Finding better ways to reduce the carbon footprint in businesses | Infrastructure news

By Sumetee Pahwa-Gajjar

Businesses that strive to be environmentally sustainable must find better ways to measure and reduce their carbon footprint. Organisational goals for environmental performance areas, including the aim of carbon neutrality, and sustainability reporting are not sufficient catalysts for change. What is required is an integrated corporate resilience framework for building enterprise resilience and ecological sustainability. This interdisciplinary tool captures strategies towards lower carbon emissions alongside other performance areas, addresses the multi-faceted challenge of corporate environmental sustainability, and assists businesses to reduce their overall environmental impact. Moreover, it pinpoints deep, ecological drivers for strategic decisions in corporate practice areas of environmental performance and exposes the strategic weakness of some strategies in terms of building long-term corporate resilience.

Spier Holdings, a well-known wine and leisure business outside Stellenbosch, South Africa, may serve as a case in point. In 2009, Spier initiated an in-house project to calculate the carbon footprint of one bottle of wine, as well as the carbon and water footprints of the business itself. In the same year, Spier allowed the School of Public Leadership at Stellenbosch University access to its business operations and environmental reporting practices to help track its progress towards environmental sustainability. Spier has established sustainability as a brand identity, declared carbon neutrality as a macro organisational goal in response to the global challenge of climate change, and sought scientifically and technologically appropriate ways of addressing this challenge.

When viewed from a complexity and systems perspective, Spier is made up of flows of energy, waste, water and information which are found across the individual business units of winemaking, leisure and farming. As a human-environment system, the business responds simultaneously to social, economic and environmental drivers. The business also responds to external risks related to natural resources (such as biodiversity and water), physical infrastructure (for sewage or electricity) and knowledge networks.

Spier has instigated some commendable initiatives. A trigger matrix system which switches off geysers in unoccupied sections of the Spier hotel, for instance, was installed soon after the 2008 electricity black-outs in South Africa. At the same time, an energy audit of the main buildings was also commissioned. Sizeable investment in a biological wastewater treatment plant on the estate was made to improve the system in line with government regulations. Over the last decade, Spier has continued to explore ways to generate clean energy on site. In the process, it has increased its own knowledge in the field of renewable energy. However, the risk of huge capital outlay in a technology which may soon become obsolete or redundant has discouraged actual investment.

(Point localization data)
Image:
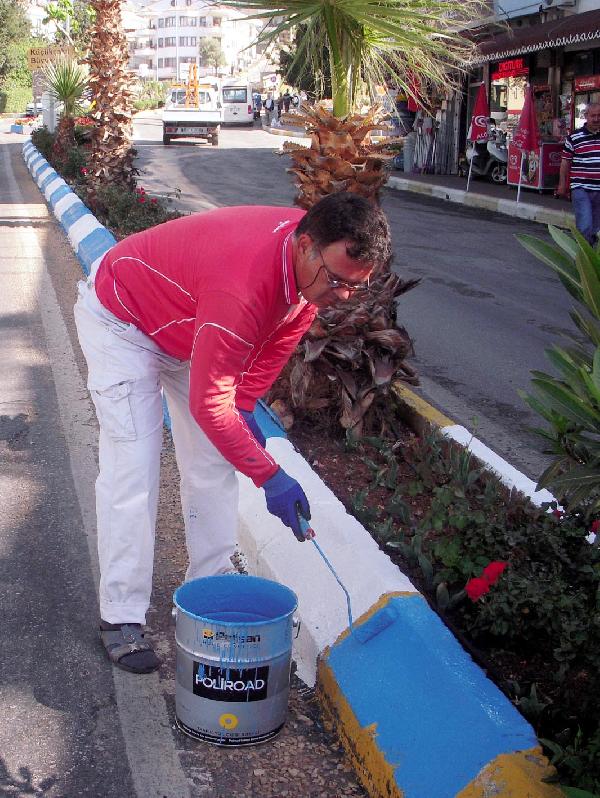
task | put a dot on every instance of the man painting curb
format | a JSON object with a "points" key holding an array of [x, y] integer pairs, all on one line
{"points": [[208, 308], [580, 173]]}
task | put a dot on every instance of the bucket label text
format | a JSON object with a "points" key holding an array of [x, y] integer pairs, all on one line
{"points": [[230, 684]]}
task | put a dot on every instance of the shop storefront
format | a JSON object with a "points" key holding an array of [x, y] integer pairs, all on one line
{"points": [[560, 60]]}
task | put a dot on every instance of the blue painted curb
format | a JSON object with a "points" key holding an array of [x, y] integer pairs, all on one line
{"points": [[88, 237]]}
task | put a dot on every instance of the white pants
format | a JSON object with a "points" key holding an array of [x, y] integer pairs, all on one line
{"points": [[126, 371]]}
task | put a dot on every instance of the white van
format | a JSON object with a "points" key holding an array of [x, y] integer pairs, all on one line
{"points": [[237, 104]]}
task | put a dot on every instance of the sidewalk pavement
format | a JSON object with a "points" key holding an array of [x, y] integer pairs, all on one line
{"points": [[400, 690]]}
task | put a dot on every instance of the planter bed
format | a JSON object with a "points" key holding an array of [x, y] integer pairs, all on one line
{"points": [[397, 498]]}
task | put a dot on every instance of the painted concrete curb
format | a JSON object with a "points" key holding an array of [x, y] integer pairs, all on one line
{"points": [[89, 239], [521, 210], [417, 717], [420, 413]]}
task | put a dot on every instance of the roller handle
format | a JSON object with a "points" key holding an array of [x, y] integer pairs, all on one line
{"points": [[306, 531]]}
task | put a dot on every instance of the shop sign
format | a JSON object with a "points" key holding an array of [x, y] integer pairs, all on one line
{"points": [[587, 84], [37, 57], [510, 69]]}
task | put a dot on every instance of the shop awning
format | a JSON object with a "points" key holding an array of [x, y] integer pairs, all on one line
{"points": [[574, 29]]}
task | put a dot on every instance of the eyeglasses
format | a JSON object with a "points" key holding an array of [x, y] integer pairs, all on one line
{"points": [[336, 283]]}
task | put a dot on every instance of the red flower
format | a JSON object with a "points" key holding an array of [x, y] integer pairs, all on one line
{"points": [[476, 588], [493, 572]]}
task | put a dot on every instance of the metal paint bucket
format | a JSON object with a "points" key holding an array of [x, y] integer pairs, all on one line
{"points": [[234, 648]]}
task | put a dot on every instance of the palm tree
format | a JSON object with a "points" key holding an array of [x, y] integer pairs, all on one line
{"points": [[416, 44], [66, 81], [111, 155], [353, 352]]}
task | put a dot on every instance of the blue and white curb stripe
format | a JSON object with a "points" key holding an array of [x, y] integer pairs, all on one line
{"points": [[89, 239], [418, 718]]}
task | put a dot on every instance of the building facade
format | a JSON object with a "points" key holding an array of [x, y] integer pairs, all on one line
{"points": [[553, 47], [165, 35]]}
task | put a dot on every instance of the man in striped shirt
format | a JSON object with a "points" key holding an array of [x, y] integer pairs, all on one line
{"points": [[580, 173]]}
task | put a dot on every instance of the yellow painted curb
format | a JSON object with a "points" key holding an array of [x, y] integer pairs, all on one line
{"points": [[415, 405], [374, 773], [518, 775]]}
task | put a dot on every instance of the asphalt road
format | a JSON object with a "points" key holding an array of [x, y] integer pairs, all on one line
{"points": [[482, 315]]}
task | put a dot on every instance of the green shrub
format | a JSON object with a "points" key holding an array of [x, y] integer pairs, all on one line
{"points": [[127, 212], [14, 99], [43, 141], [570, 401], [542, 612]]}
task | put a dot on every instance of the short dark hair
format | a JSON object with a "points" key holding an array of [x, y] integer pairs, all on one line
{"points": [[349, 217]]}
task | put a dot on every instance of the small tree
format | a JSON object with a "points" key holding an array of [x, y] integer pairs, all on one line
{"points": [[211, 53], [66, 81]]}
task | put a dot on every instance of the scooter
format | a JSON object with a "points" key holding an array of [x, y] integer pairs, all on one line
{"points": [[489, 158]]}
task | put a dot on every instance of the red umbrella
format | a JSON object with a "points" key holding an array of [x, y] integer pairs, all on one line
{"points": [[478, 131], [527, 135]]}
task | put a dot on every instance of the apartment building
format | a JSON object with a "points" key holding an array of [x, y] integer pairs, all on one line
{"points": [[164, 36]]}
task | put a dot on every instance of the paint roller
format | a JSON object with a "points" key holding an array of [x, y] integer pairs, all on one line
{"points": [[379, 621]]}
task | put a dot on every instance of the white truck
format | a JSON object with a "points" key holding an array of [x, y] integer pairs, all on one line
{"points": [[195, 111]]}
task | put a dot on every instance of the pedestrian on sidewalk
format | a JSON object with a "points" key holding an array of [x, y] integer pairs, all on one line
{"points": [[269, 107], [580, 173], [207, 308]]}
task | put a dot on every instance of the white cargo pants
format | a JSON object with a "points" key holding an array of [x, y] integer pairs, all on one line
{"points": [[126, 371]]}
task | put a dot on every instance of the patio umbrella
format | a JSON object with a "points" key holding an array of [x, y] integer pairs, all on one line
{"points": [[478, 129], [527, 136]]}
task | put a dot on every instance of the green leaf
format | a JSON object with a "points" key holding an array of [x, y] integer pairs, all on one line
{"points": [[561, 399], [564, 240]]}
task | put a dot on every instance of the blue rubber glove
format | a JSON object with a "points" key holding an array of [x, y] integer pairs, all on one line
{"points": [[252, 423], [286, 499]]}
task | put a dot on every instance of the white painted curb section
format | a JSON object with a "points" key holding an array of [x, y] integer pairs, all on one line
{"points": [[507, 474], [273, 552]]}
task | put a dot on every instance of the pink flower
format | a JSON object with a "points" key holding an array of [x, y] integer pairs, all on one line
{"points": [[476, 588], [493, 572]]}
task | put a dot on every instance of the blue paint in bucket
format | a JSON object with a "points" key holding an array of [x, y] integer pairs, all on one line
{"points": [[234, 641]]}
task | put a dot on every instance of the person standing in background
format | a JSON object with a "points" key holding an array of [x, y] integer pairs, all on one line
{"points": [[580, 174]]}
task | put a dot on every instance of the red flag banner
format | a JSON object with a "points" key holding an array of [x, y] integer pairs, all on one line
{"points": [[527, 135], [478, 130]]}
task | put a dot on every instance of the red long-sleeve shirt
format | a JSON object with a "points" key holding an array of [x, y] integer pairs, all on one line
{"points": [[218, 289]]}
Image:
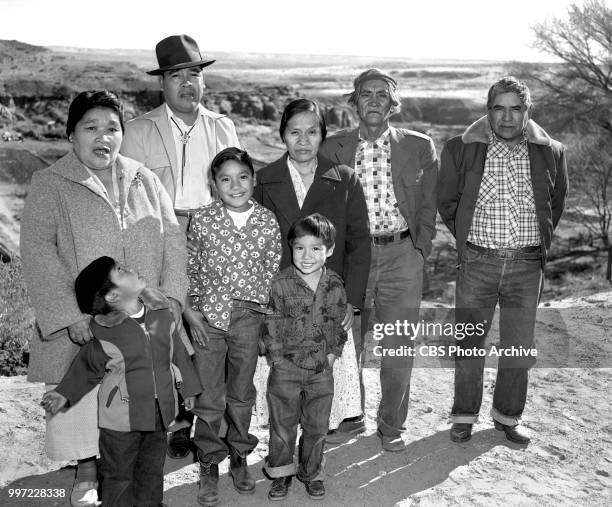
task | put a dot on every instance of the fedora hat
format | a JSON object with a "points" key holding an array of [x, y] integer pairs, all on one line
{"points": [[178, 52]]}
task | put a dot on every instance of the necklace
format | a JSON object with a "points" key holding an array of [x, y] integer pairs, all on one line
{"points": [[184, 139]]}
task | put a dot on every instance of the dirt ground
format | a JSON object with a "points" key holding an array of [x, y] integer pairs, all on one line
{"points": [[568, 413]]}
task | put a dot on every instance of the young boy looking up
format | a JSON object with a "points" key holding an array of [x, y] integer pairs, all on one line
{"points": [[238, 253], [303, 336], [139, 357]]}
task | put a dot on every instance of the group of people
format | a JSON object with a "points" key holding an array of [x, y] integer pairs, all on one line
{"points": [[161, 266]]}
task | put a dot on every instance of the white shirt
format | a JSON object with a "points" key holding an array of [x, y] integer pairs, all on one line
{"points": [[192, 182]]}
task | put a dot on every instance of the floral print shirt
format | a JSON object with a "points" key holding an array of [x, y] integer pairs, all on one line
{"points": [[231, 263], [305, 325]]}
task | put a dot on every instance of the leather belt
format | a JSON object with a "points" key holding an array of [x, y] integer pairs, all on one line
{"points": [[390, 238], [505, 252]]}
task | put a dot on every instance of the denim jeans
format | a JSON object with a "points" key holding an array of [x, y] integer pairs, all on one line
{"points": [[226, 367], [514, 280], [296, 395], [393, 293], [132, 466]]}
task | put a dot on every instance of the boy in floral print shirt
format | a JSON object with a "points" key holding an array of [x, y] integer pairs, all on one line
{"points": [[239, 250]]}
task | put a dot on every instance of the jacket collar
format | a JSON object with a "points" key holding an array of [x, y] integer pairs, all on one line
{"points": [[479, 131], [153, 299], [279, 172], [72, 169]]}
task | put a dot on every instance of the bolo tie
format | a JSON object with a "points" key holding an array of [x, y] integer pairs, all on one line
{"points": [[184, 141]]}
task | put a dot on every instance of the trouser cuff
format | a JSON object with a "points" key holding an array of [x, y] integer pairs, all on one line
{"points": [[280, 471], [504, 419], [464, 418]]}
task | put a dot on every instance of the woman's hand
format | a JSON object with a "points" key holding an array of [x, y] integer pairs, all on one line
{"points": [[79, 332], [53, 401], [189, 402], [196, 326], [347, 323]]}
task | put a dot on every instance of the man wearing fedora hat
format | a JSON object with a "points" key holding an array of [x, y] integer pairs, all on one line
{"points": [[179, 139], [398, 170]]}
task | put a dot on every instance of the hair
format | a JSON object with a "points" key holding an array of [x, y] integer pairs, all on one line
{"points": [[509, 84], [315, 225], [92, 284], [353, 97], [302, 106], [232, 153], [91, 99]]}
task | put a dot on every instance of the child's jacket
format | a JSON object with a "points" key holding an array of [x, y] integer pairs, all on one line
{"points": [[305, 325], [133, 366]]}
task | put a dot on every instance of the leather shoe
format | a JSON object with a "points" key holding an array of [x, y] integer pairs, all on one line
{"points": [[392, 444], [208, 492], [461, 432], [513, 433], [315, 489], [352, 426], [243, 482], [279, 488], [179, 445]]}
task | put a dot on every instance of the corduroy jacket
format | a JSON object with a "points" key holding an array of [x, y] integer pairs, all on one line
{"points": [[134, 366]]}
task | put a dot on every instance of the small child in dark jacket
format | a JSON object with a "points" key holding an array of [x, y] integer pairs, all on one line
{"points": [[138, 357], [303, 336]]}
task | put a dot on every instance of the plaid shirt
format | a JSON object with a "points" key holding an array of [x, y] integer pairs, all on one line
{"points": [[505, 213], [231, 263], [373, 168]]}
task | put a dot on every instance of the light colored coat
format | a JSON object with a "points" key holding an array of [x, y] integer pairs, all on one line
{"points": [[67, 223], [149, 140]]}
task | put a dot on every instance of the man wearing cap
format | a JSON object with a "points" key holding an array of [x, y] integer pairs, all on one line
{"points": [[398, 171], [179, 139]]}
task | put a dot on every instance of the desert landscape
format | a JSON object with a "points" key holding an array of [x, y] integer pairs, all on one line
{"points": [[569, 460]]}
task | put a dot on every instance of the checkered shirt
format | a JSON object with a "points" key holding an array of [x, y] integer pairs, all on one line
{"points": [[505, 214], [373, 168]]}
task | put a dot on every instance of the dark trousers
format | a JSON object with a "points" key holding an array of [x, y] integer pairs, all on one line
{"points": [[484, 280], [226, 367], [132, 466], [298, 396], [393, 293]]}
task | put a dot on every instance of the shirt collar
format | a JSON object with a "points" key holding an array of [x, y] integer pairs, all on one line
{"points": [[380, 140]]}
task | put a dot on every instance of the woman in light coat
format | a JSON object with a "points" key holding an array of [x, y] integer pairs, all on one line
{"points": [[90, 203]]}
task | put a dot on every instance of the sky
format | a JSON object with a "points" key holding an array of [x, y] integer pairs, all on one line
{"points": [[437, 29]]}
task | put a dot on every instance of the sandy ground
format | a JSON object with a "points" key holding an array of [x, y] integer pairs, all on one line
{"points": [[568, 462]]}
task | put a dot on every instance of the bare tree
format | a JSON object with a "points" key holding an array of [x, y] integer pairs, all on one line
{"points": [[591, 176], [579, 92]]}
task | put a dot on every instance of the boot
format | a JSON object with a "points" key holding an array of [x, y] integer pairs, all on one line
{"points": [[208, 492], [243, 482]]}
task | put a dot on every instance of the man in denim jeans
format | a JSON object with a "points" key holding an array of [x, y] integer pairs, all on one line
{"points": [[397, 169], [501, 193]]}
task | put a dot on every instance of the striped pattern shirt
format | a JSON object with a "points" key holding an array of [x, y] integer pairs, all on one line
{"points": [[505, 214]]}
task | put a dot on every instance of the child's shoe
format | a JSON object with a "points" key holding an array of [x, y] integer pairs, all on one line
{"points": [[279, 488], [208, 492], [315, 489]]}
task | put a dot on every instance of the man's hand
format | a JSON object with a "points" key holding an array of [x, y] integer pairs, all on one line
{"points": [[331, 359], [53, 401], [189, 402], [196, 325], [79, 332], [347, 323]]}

YOUR TASKS>
1. In the article on reducing carbon footprints in businesses, what flows make up Spier when it is viewed from a complexity and systems perspective? List each one.
2. Retype the article on reducing carbon footprints in businesses from "When viewed from" up to and including "and knowledge networks.".
These lines have no connection to the article.

RESPONSES TO THE EXERCISE>
1. Energy, waste, water, information

2.
When viewed from a complexity and systems perspective, Spier is made up of flows of energy, waste, water and information which are found across the individual business units of winemaking, leisure and farming. As a human-environment system, the business responds simultaneously to social, economic and environmental drivers. The business also responds to external risks related to natural resources (such as biodiversity and water), physical infrastructure (for sewage or electricity) and knowledge networks.